Source material START

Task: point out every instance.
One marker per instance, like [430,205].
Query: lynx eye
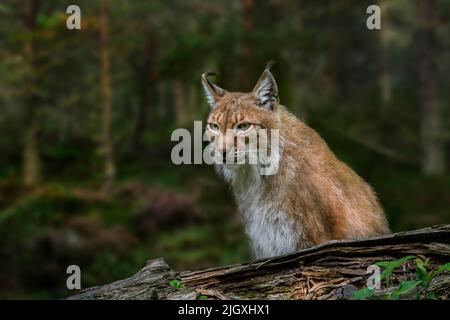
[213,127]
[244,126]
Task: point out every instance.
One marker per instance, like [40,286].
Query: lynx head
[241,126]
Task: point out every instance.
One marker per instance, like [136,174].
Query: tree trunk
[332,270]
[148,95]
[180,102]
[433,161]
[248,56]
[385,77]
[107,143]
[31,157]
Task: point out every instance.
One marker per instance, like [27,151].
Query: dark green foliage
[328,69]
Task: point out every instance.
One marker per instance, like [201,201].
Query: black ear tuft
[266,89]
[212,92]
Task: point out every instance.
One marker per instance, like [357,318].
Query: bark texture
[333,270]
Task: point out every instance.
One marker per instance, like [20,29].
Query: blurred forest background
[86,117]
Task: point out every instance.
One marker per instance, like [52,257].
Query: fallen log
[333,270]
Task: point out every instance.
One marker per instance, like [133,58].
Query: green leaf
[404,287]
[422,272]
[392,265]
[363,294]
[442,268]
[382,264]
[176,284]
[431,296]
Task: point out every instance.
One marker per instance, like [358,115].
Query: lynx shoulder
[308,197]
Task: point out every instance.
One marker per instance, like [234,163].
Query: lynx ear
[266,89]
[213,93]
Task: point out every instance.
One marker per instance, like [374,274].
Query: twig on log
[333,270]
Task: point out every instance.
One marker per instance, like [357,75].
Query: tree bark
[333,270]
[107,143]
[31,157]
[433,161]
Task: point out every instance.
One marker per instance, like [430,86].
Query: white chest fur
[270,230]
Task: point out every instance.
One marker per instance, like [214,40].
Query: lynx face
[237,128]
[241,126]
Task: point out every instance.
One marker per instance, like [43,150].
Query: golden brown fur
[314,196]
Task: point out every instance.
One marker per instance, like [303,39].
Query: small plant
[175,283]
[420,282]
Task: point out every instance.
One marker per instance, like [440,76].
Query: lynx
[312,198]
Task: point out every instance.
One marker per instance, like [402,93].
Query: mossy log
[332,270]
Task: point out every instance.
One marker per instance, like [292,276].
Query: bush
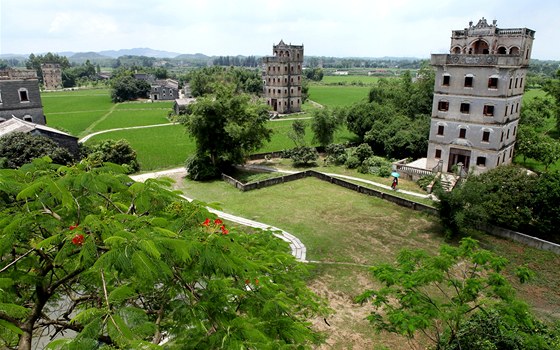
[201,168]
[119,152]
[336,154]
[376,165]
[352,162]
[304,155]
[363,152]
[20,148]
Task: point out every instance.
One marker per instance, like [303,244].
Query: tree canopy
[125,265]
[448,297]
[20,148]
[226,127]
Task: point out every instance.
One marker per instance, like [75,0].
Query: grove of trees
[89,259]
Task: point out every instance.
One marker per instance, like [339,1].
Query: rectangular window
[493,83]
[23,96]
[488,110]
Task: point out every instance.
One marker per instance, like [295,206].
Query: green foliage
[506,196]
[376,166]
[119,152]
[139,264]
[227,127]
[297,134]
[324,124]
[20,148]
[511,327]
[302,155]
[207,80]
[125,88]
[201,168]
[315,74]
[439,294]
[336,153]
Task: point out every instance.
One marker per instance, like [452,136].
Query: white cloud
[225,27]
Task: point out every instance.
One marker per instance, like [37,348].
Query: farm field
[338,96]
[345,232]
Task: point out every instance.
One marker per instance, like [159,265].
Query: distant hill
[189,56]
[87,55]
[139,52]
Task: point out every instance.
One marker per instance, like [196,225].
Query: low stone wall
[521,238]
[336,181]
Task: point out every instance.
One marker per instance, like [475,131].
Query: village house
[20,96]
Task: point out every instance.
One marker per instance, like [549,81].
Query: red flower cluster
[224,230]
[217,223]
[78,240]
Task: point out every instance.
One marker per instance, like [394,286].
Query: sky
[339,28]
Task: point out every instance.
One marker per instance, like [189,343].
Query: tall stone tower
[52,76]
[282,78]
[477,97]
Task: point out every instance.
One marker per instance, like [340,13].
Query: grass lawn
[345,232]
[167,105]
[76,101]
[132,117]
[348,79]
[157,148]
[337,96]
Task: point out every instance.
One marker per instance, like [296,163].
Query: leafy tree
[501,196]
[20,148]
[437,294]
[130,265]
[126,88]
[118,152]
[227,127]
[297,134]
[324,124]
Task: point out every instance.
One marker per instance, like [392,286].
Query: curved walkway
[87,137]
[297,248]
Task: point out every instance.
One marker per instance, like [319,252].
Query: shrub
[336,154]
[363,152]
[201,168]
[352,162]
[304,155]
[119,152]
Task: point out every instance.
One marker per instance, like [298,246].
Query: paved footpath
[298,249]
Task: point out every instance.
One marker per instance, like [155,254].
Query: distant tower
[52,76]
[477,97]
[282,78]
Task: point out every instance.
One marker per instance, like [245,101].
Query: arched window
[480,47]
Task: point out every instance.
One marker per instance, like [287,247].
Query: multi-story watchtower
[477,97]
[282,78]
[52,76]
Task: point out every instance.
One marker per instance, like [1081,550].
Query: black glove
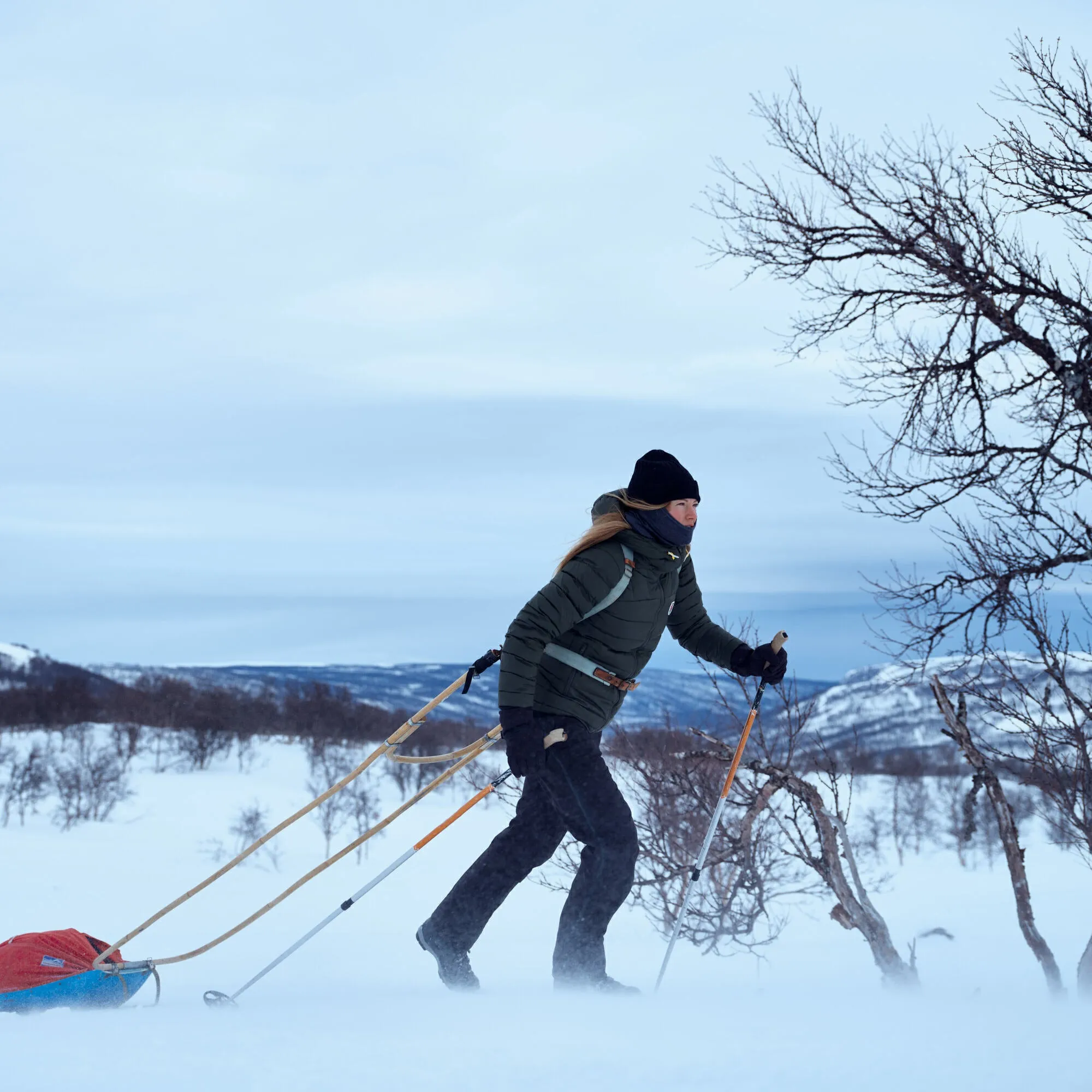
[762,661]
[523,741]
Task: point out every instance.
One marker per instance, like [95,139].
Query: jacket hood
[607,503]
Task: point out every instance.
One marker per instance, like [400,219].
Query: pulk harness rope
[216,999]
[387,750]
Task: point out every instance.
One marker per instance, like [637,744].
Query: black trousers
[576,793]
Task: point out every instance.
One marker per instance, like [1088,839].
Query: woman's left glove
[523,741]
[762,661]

Source material END

### Your task
Omitting the pictures, copy each record above exactly as it stands.

### Your solution
Task: point out every instance.
One marker per instance, like [430,205].
Query: lynx eye
[213,127]
[244,126]
Task: point out every instance.
One marker per instance, like [40,286].
Query: lynx head
[241,126]
Task: point out every instance.
One marker per instance, like [136,174].
Query: tree trunk
[332,270]
[148,95]
[180,102]
[433,161]
[248,56]
[385,77]
[107,143]
[31,157]
Task: point out every instance.
One marker per instance, like [27,151].
Query: dark green foliage
[328,69]
Task: point out every instance.
One marker per instance, like [201,201].
Query: black ear tuft
[266,89]
[212,92]
Task: point out every instance.
One marker per instance, like [357,318].
Query: bark texture
[333,270]
Task: point out every instance.
One marker per instance, like [20,29].
Query: blurred forest background
[86,117]
Task: point out every instance.
One marker per instance, like [52,257].
Query: fallen log
[333,270]
Task: point out every instance.
One marker per instance, like [133,58].
Query: green leaf
[404,287]
[422,272]
[392,265]
[363,294]
[442,268]
[382,264]
[176,284]
[431,296]
Task: point out every instance.
One marker per instance, like [358,115].
Query: lynx shoulder
[308,197]
Task: point out every instance.
One marker per instance, like [234,163].
Query: lynx ear
[266,89]
[213,93]
Task: point out every instance.
One marker per instance, like [374,274].
Query: twig on log
[333,270]
Task: point out every instance.
One marker per instance, like [357,75].
Query: tree bark
[333,270]
[107,143]
[31,157]
[433,161]
Task: point out every instance.
One marker per instance, like [430,86].
Query: white chest fur
[270,230]
Task: point out every instance.
One marker per instance, like [214,40].
Query: lynx face
[237,128]
[241,126]
Task: point out every instance.
One marker per instance, like [43,150].
Query: golden brown fur
[314,196]
Task: point out every instance.
One marker per instance, like [303,39].
Query: small plant
[175,283]
[420,282]
Task: point out every instance.
One marker per instance, like [440,76].
Query: lynx
[312,198]
Task: point out every instance.
One marker per instance, like [402,93].
Query: mossy log
[332,270]
Task: point out every instance.
One marker per instance, like [292,276].
Query: bush
[201,168]
[119,152]
[336,154]
[376,165]
[352,162]
[304,155]
[363,152]
[20,148]
Task: point out every instance.
One marker per instance, like [303,244].
Query: tree canopy
[125,265]
[448,297]
[20,148]
[226,127]
Task: point out every instance.
One marker per instance, like [75,0].
Query: grove of trees
[89,259]
Task: point out every instance.
One marker per instance, like [339,1].
Query: rectangular window
[493,83]
[23,96]
[488,110]
Task: point out every instance.
One marker per instance, like [295,206].
Query: green foliage
[506,196]
[376,166]
[119,152]
[139,264]
[227,127]
[297,134]
[324,124]
[20,148]
[511,327]
[302,155]
[207,80]
[125,88]
[201,168]
[315,74]
[439,294]
[336,153]
Task: point out every instance.
One marker per instance, like [452,136].
Query: white cloud
[225,27]
Task: point out every instance.
One marker per instance, like [37,348].
Query: farm field
[338,96]
[345,232]
Task: point out every instance.
One marker per instance, like [159,265].
Query: distant hill
[189,56]
[87,55]
[139,52]
Task: point out every instance.
One marker per instance, like [196,225].
Query: low stone wall
[521,238]
[336,181]
Task: point out every instance.
One marker per instance, like [475,131].
Query: village house
[20,96]
Task: point out every instance.
One marker per instance, like [549,81].
Query: red flower cluster
[224,230]
[217,223]
[78,240]
Task: point out every instance.
One marker per instance, like [394,286].
Query: sky
[339,28]
Task: point out every instance.
One marker per instance, like [189,343].
Query: tall stone tower
[52,76]
[282,78]
[477,97]
Task: point out every instance.
One marker per instance, like [340,13].
Query: grass lawn
[345,232]
[167,105]
[76,101]
[132,117]
[348,79]
[157,148]
[337,96]
Task: point out every instance.
One marker per instance, like [296,163].
Query: leafy tree
[501,196]
[20,148]
[437,294]
[130,265]
[126,88]
[118,152]
[227,127]
[297,134]
[324,124]
Task: point out every instance.
One marker per instance, like [392,286].
Query: curved walkway
[87,137]
[297,248]
Task: point out every instance.
One marker per instance, like [319,252].
Query: shrub
[336,154]
[363,152]
[201,168]
[352,162]
[304,155]
[119,152]
Task: point out every instance.
One marker per instance, like [298,246].
Query: paved footpath
[298,249]
Task: point out every instance.
One marker per instance, like [155,254].
Query: distant tower
[52,76]
[477,97]
[282,78]
Task: point out every instance.
One marker per instance, like [245,101].
Query: arched window
[480,47]
Task: point out every instance.
One marker per instance, like [287,247].
Query: multi-story watchtower
[477,97]
[282,78]
[52,76]
Task: point out every instance.
One marker per instance, like [1081,550].
Query: black glove
[762,661]
[523,741]
Task: point out every instance.
One marker per instance, like [95,139].
Query: jacket hood
[607,503]
Task: point out every instance.
One marker per instance, like [400,219].
Query: pulk harness rope
[216,999]
[387,750]
Task: point out every instance.
One marker per instance, like [637,744].
Query: black trousers
[576,793]
Task: point out every instance.
One marker per instance, like [1088,839].
Query: woman's left glove
[523,741]
[762,661]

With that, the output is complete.